** start DATA SECTION **

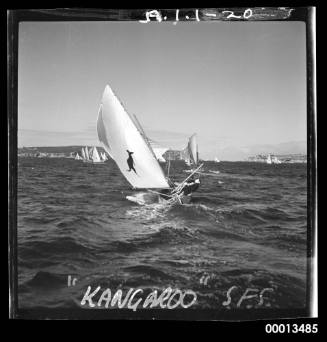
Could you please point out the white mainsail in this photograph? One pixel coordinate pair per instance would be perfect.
(95, 155)
(104, 156)
(118, 133)
(87, 156)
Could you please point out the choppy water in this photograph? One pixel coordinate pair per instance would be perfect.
(246, 227)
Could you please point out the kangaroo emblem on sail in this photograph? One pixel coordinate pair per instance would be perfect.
(130, 161)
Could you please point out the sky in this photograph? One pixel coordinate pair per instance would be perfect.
(235, 84)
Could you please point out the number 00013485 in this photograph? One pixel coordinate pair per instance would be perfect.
(291, 328)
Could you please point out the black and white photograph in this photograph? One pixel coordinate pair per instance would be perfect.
(164, 164)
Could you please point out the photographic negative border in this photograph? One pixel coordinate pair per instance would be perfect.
(305, 14)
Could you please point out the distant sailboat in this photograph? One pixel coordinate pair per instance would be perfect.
(92, 156)
(275, 160)
(125, 141)
(103, 156)
(78, 157)
(190, 154)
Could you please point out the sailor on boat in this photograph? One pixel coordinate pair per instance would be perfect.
(190, 186)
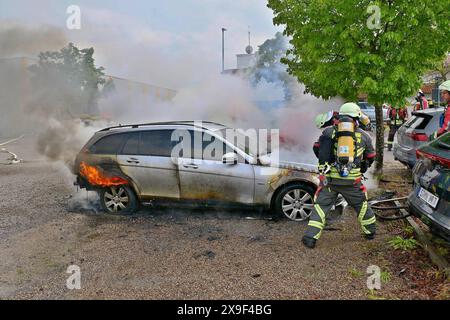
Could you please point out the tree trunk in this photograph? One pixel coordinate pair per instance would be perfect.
(379, 146)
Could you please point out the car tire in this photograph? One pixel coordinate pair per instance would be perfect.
(294, 202)
(118, 200)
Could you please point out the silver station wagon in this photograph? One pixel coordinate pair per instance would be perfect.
(133, 165)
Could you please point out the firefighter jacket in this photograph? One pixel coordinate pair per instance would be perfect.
(364, 155)
(397, 116)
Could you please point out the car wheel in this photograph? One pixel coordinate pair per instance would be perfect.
(118, 200)
(295, 202)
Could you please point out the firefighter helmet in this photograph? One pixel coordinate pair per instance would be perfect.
(445, 86)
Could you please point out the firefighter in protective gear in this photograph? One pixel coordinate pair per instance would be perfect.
(333, 183)
(422, 102)
(396, 117)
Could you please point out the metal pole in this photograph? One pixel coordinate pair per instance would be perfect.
(223, 49)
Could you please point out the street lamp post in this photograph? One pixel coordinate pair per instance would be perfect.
(223, 49)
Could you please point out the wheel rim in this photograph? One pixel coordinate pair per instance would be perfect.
(116, 199)
(297, 205)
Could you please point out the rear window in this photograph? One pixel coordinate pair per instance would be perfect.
(418, 121)
(131, 145)
(443, 142)
(108, 145)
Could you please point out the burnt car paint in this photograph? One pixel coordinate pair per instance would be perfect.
(432, 173)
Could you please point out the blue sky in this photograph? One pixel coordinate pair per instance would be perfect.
(170, 32)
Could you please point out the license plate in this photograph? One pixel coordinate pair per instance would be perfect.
(428, 197)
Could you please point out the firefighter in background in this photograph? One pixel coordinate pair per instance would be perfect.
(422, 102)
(396, 117)
(444, 124)
(345, 152)
(331, 118)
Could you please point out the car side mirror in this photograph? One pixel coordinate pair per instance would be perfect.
(229, 158)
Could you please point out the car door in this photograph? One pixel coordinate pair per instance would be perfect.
(203, 175)
(145, 158)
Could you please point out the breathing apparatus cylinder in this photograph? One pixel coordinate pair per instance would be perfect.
(345, 145)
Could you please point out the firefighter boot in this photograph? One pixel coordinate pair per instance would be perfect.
(309, 242)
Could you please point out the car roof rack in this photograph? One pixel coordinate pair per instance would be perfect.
(188, 122)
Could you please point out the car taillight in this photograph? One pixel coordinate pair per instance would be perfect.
(418, 136)
(419, 154)
(442, 161)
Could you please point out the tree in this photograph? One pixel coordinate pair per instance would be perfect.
(67, 82)
(269, 67)
(341, 48)
(442, 69)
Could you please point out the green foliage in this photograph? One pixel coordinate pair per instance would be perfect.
(373, 295)
(356, 273)
(403, 244)
(385, 276)
(334, 52)
(409, 231)
(67, 81)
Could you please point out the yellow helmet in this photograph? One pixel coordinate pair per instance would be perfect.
(350, 109)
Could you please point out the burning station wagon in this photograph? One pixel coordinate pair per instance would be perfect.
(134, 164)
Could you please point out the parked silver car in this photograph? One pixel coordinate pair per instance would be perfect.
(415, 133)
(430, 199)
(134, 164)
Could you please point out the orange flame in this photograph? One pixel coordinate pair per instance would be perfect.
(96, 178)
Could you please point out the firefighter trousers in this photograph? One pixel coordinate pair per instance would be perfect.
(325, 198)
(392, 130)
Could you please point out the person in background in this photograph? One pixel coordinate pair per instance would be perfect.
(422, 102)
(445, 117)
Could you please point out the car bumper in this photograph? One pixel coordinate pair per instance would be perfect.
(405, 155)
(435, 219)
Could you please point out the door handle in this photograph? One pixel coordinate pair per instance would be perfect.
(133, 160)
(190, 165)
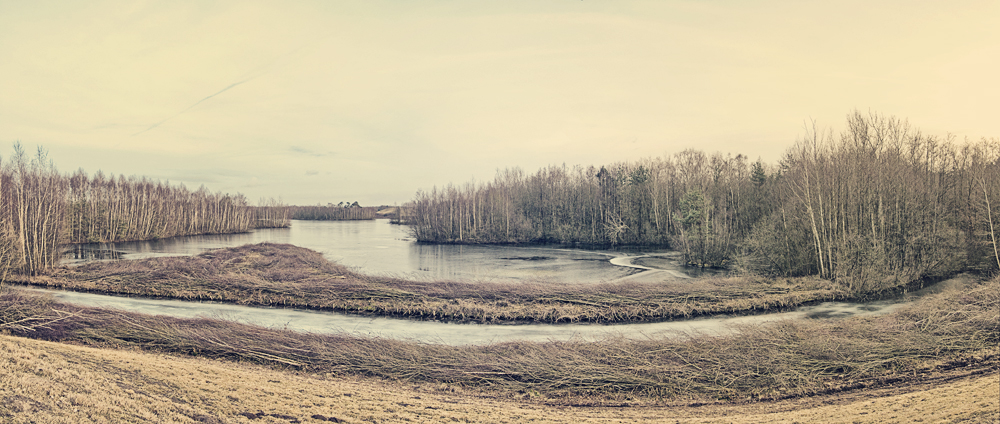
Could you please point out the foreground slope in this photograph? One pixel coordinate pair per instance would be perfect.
(57, 383)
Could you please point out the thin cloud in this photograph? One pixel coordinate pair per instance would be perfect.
(192, 106)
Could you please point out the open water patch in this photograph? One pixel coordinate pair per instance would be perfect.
(435, 332)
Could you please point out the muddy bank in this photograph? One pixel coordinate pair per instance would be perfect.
(956, 329)
(282, 275)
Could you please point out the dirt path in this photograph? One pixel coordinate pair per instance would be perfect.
(56, 383)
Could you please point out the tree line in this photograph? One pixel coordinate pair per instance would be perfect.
(876, 204)
(42, 209)
(339, 212)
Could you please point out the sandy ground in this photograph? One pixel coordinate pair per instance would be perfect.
(43, 382)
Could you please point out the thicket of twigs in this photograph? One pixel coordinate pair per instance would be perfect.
(289, 276)
(42, 209)
(878, 204)
(776, 360)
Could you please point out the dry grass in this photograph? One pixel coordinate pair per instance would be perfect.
(289, 276)
(957, 329)
(45, 382)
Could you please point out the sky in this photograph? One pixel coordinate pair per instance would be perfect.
(370, 101)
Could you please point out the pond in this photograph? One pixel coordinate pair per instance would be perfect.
(456, 334)
(377, 247)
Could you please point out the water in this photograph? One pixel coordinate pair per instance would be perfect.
(380, 248)
(377, 247)
(450, 333)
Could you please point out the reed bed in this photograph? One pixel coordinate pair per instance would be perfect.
(955, 329)
(288, 276)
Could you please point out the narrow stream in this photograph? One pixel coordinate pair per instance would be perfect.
(377, 247)
(450, 333)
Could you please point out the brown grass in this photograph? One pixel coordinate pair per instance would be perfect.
(288, 276)
(44, 382)
(956, 329)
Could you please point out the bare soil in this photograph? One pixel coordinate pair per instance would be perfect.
(289, 276)
(58, 383)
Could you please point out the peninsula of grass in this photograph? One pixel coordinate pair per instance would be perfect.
(955, 332)
(282, 275)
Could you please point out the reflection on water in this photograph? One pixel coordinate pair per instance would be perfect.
(448, 333)
(379, 248)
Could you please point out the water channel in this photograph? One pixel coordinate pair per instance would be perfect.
(377, 247)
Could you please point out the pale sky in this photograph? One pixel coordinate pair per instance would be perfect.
(328, 101)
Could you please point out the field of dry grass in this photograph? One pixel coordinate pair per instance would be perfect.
(288, 276)
(45, 382)
(956, 329)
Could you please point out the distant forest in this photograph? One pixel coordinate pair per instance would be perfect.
(879, 204)
(339, 212)
(41, 209)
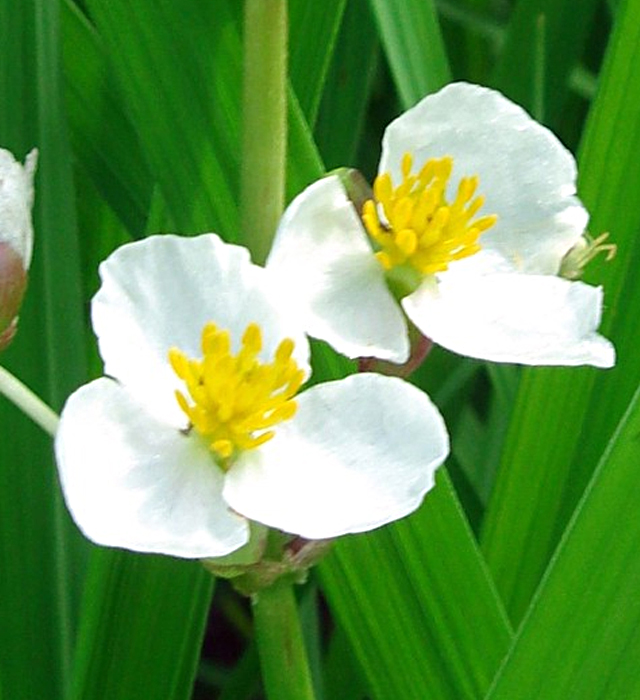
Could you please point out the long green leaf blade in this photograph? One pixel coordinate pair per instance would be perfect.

** end DATA SECTION **

YOUR GOAL - Copy the rows above from the line containing "Could you please point out the reflection" through the end of the rows, both ends included. Keep the requests unchanged, but multiply every pixel coordinate in the answers by 0.35 and round to whole numbers, with halves rounded up. Leave the pictures out.

EXPECTED ANSWER -
Could you please point out the reflection on water in this photograph? One pixel coordinate pair per instance would be perfect.
(157, 117)
(133, 87)
Could you please point out the water channel in this photograph? One pixel coordinate pair per instance would be perfect.
(132, 86)
Could you please point out the pale sky in this photograph? One pixel coordinate pair per instance would be perfect.
(115, 35)
Could you please point out the field of dry grass in this photograph? One pixel coordinate pair per instance would be perfect.
(101, 97)
(16, 134)
(335, 115)
Could you please point out the distant forest in this photograph? One pixel coordinate pair per instance would be perfect.
(308, 71)
(119, 74)
(14, 73)
Could you please point out the long green leaf blade in this photograph? One pixel coordinate pair per instance would be perfect.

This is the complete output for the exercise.